Could you retype every entry below exactly as written?

Entries taken from a collection:
-------

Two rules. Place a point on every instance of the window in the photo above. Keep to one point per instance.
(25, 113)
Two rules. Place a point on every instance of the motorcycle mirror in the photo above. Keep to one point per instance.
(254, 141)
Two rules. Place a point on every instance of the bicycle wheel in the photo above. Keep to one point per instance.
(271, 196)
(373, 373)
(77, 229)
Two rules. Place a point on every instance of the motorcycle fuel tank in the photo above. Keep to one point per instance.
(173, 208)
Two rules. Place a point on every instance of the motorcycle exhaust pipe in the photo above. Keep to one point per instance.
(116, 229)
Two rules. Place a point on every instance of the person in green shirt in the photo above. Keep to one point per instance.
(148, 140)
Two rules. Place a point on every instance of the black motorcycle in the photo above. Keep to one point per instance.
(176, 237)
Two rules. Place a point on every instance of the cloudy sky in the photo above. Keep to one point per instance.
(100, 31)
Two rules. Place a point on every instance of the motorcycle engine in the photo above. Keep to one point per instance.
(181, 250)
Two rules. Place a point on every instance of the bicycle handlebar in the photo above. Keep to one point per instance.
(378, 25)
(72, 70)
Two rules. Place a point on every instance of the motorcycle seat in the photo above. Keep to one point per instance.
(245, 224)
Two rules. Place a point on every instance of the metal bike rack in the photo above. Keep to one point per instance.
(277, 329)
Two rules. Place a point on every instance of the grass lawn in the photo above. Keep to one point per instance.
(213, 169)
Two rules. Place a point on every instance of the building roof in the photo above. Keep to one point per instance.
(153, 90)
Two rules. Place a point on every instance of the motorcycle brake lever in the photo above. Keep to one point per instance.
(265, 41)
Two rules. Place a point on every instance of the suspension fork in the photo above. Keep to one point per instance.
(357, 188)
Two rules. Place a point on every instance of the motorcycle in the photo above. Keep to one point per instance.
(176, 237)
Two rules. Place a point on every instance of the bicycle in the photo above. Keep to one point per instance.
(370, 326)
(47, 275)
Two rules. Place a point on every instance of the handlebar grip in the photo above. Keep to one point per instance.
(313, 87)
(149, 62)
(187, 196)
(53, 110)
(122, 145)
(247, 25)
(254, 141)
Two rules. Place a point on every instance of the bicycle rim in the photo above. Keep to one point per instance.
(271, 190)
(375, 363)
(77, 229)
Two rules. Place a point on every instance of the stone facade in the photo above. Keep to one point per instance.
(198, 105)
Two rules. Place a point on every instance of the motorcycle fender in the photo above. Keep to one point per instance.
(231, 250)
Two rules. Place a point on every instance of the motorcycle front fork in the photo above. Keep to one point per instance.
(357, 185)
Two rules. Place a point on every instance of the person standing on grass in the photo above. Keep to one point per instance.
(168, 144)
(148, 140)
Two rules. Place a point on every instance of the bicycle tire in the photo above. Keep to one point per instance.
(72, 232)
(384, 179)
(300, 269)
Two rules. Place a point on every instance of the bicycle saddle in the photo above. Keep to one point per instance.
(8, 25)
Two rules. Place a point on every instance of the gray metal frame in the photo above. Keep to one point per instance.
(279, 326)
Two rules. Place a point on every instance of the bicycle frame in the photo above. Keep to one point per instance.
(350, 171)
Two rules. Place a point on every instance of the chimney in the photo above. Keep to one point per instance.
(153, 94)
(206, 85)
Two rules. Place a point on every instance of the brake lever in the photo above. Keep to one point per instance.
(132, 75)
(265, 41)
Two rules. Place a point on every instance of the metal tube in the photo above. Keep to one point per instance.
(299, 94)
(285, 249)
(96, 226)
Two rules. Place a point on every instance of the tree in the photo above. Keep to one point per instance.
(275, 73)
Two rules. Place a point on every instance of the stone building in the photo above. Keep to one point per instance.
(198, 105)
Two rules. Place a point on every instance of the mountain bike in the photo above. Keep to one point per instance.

-------

#### TASK RESULT
Two rules. Place a point on every instance of the window in the photo above. Keep to one point per instance.
(25, 113)
Two rules. Place a point on every instance of the motorcycle mirror in the photo above. Keep to one point per instance.
(254, 141)
Two rules. Place a point on every instance of the bicycle wheel in the photo above. Keep to one point per instance.
(271, 196)
(373, 373)
(77, 229)
Two rules. Place a point on every instance of the motorcycle fuel tank in the photo above. Keep to one point per instance.
(173, 208)
Two rules. Place a point on every instance of the motorcycle exhaust pipe in the photo above. Keep to one point per instance.
(116, 229)
Two rules. Place a point on every instance of the person in green shirt in the photo above. Keep to one point per instance.
(148, 140)
Two rules. Place a point on every instance of the black motorcycle in the photo above. Keep to one point per instance.
(176, 237)
Two rules. Place a point on every instance of the cloudy sky in the photo above. Keep to one point per instance.
(100, 31)
Two rules. Place a point on every instance of the motorcycle engine in the photo above. Keep to one point per instance.
(181, 250)
Two rules. Place a point on every instance of the bicycle handlebar in the photo above. Keep to one point per instance.
(378, 25)
(72, 70)
Two rules. Place a point on every instance of the motorcycle seat in the photo above. Keep to one point per instance.
(245, 224)
Two rules. Place a point on every instance of the metal bike rack in the photo above. Keep to one point per instance.
(277, 329)
Two rules. Place a point on every instance of the grass lawn in the photo above. Keep to one point per instance.
(213, 169)
Two rules. Place a point on every instance of the building roof in the photo above. Keep to one point per instance.
(153, 90)
Two rules. Place a point on every instance of the motorcycle brake lever in the photo above. Keep to one point per instance.
(265, 41)
Two rules. Place a point on every instance of the suspension fork in the photo above. Keep to one point per instance.
(357, 188)
Two rules. Place a point on every instance of the motorcycle in the photo above. Keep to one point per instance.
(176, 237)
Two rules. Place a point on every instance of the bicycle in the photo above. Keep to one point per instance.
(370, 326)
(47, 275)
Two rules. Place a point on every instance of the handlebar grip in the photo above. Keep to one point per instance.
(313, 87)
(149, 62)
(187, 196)
(53, 110)
(122, 145)
(247, 25)
(254, 141)
Two rules. Place a point on every instance of the bicycle rim in the photo above. Keep to one point per instance.
(271, 190)
(375, 363)
(77, 229)
Two rules. Place a point on every instance of the stone facade in the photo above. Keep to one point per instance.
(198, 105)
Two rules. Place a point on every instance of the motorcycle fender in the photo above. Keep to one point per instance.
(231, 250)
Two rules. Place a point on every instance of the motorcycle front fork in the photo above. Keep to one point per instance.
(357, 185)
Two rules. Place a point on every instance of the person standing on grass in the photo above. Keep to one point per instance.
(168, 144)
(148, 140)
Two rules. Place a point on every instance of the bicycle tire in the photo above. Keep to one point per instance.
(72, 232)
(384, 179)
(300, 269)
Two rules. Place a point on every instance of the bicycle saddle in the photo above. Keep to one point per instance.
(8, 25)
Two rules. Place a point on every instance of the gray metal frame in the photo above. Keep to one point per instance.
(279, 326)
Two rules. Place a point on every instance of the bicycle frame in the photo above. Keep to one point per instance.
(350, 171)
Two rules. Place a point on every instance of the chimney in the photo above. Keep to one point per instance.
(153, 94)
(206, 85)
Two rules. Place a point on every instance of the brake lever in the photo above. Keep to one point per instance.
(132, 75)
(265, 41)
Two rules. Place a point on every instance of the metal tube in the photo above. Keep to one point per instance.
(299, 94)
(285, 249)
(96, 226)
Two rules. Place a point on every instance of the tree in the photo above. Keep to one point per instance.
(275, 73)
Two rules. Place a point on every instance of the stone building in the photo above. Keep to one point per instance.
(198, 105)
Two rules. Place a point on every instance of the mountain bike in the photo above. Keep to one point per instance.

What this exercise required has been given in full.